_EXTRAIT DE PAGE_.
****

Qui s'imposera en Europe en 2019 ?
Les commentateurs écrivent depuis longtemps déjà que l'Europe jouera son avenir aux prochaines élections de mai. D'autant plus que les populistes de droite veulent forger des alliances et que le militant d'extrême droite Steve Bannon entend jouer les trouble-fêtes avec son "Mouvement". Les chroniqueurs se penchent sur les causes du populisme et ses chances de succès.
Le peuple ignare, concept inventé par les élites conservatrices
Dans Republic, l'historien Ivan Kourilla estime que loin d'être un mouvement populaire radical, le populisme est au contraire l'arme politique de cercles influents :
«On assiste à une manipulation simple mais des plus efficaces. Les élites politiques créent une 'majorité ignare' et l'exploitent ensuite pour déstabiliser la partie éduquée de la population. ... La confrontation entre la 'classe éduquée' et la 'majorité inculte' n'est pas innée, elle résulte de concepts politiques fabriqués de toutes pièces. ... Aux Etats-Unis, un pan de l'establishment républicain se sert de Trump comme d'un bélier pour ébranler l'élite démocrate enracinée dans les universités et les salles de rédaction, et utilise l''anti-intellectualisme' comme arme contre le Parti démocrate.»
Que les populistes clarifient leur vision de l'Europe
Le ministre italien de l'Intérieur, Matteo Salvini, et son homologue polonais, Joachim Brudziński, ont annoncé un "printemps européen" et la création d'un axe italo-polonais pour contrer le tandem franco-allemand dans l'UE. Sur le portail Adevărul, le chroniqueur Cristian Unteanu les appelle à préciser leur projet :
«Le nouvel axe suscite déjà l'émoi. Générera-t-il un véritable changement, ou connaîtra-t-il le sort funeste et douloureux qu'a subi le printemps arabe avant lui ? ... Ou bien se délitera-t-il simplement, comme tant d'autres axes avant lui ? Je ne pense pas. Car cet axe fait une promesse élémentaire, qui touche un pan de l'électorat européen désorienté, déçu et en quête de nouveauté. ... Mais ce nouvel axe symbolique devra d'abord dire clairement quelle est cette 'autre Europe' à laquelle il aspire.»
Poutine et Bannon, charognards de l'Europe
Les élections de mai seront déterminantes pour l'Europe, souligne Pravda non sans inquiétude :
«Ils sont révolus les temps où conservateurs et socialistes s'affrontaient mais finissaient toujours par se mettre d'accord sur une forme de cohabitation. Ce modus vivendi risque d'être ébranlé dans ses fondements. Les nationalistes de tous bords veulent enfin former un groupe uni. Même si le problème de l'immigration n'est plus aussi préoccupant qu'il a pu l'être en 2015, ils essaient de jouer avec la peur des gens. ... Steve Bannon, ancien conseiller stratégique de Trump, ne mâche pas ses mots quand il affirme vouloir mettre en place une union des populistes chargée de 'défendre l'Europe chrétienne et blanche'. Il poursuit le même objectif que Poutine : diviser l'Europe pour l'affaiblir et en faire une proie facile.»

****

(Extrait du jeu de données)
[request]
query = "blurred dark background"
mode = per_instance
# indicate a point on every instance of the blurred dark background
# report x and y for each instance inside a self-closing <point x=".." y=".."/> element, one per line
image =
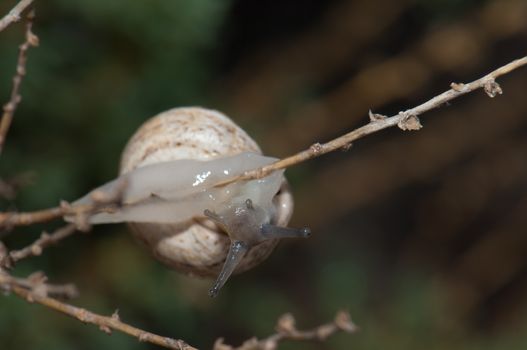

****

_ÉNONCÉ_.
Reprenez, s'il vous plaît, tout le passage de l'extrait sur les élections européennes qui va de "Qui s'imposera en" jusqu'à "chances de succès.", en remplaçant "Steve Bannon" par "Stephen Bannon".

_RÉSULTAT ATTENDU_.
Qui s'imposera en Europe en 2019 ?
Les commentateurs écrivent depuis longtemps déjà que l'Europe jouera son avenir aux prochaines élections de mai. D'autant plus que les populistes de droite veulent forger des alliances et que le militant d'extrême droite Stephen Bannon entend jouer les trouble-fêtes avec son "Mouvement". Les chroniqueurs se penchent sur les causes du populisme et ses chances de succès.